Source:
Dr Helen Weeds: I have been thinking a little since I got this invitation about the difference ownership makes in this context of delivery of PSB. The first thing is that, while Channel 4 is in public ownership, the expenditure that it can make, to the extent that public service broadcasting is doing something beyond or other than what a fully commercial organisation would want to be doing, entails either higher expenditure on production or, by producing less obviously popular programming, lower advertising revenues. An entity in public ownership could spend as much as its entire budget on doing those kinds of things, if it wished to, so that is quite a loose constraint. While it is a public organisation, you can just tell it what it is going to do and, as long as it can finance those activities through the advertising revenue it raises, it could do that.

Once you privatise a broadcaster, like any other entity, it has a choice to make: it does not have to continue as a public service broadcaster, just as ITV and Channel 5 could decide that they no longer want a public service licence. A privatised company will only spend over and above what it wants to do anyway, as a normal commercial broadcaster, by the amount that it values the benefits of being a PSB. What are the benefits? Prominence undoubtedly raises advertising revenue. Gifted spectrum is not worth so much these days.

It becomes a very different calculation when the entity is commercially owned and is looking to make a profit. It can do that anyway as a purely commercial broadcaster. It will only invest in PSB to the extent that PSB is something costly over and above what it would make in any case, so that is a different calculation, which would imply that you can, in a sense, get more public service delivery from a public entity than a private one.

As Mark has indicated, there is clearly a trade-off. If you are looking to make money through the sale, lighter obligations will help you maximise the revenues from that, as in any other auction of a public good—for example, spectrum licences in the mobile sector, where there is a trade-off with build requirements. There is the same sort of thing here—a trade-off with PSB obligations. There will be a direct relationship between the obligations and the money that you will raise, if that is an objective. It may or may not be your objective.

The other thing to say is, once you put an entity into private hands, you need to think about the regulatory relationship in a different way. As we have seen with privatised utilities, you probably need the regulatory contract to be much clearer than it has been. I do not want to comment too much about the specifics of Channel 4 and whether it has delivered on its remit; Ofcom and others are better placed than me to comment on that. When an entity is in public hands, softer lines of control could be used whereas, with an entity in commercial hands, you need much clearer lines as to what it is meant to be doing, what the metrics are, how that is measured and what counts as having delivered on the obligations. Otherwise, you would end up with a situation where Ofcom or whoever is overseeing the licence has the ultimate sanction, simply the nuclear option, of terminating the licence. You do not really want to go down that route.

Pointing dataset entries:
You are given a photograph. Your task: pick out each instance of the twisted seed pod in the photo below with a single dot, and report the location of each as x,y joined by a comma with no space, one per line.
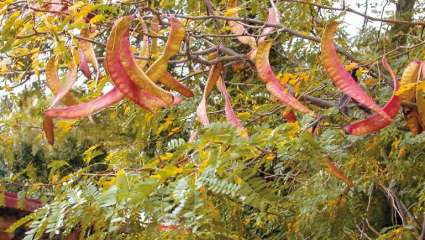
177,32
213,77
265,72
136,74
116,71
342,78
377,122
420,94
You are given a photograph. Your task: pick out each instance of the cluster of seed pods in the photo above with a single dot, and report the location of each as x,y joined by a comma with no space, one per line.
128,77
132,82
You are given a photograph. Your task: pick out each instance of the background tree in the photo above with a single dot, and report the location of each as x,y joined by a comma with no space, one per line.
127,173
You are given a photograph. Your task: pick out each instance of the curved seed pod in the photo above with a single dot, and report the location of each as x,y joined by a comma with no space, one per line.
376,122
230,114
213,77
71,76
342,78
266,74
78,111
155,30
420,94
55,85
176,36
88,51
144,50
86,109
48,129
84,66
169,81
136,74
408,82
117,72
237,28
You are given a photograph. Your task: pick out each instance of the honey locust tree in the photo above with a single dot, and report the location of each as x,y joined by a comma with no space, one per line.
214,119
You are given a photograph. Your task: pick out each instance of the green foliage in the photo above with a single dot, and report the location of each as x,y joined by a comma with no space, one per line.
131,174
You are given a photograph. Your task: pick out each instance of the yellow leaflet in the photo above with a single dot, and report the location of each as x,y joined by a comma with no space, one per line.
174,131
405,89
66,126
293,129
231,12
97,18
350,67
421,86
82,13
166,157
270,157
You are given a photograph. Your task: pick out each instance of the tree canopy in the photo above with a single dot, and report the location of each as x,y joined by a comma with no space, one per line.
188,119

Written exercise:
Rewrite the Channel 4 testimony between "Once you privatise" and "much these days.", inclusive, using "Visibility" in place of "Prominence".

The response:
Once you privatise a broadcaster, like any other entity, it has a choice to make: it does not have to continue as a public service broadcaster, just as ITV and Channel 5 could decide that they no longer want a public service licence. A privatised company will only spend over and above what it wants to do anyway, as a normal commercial broadcaster, by the amount that it values the benefits of being a PSB. What are the benefits? Visibility undoubtedly raises advertising revenue. Gifted spectrum is not worth so much these days.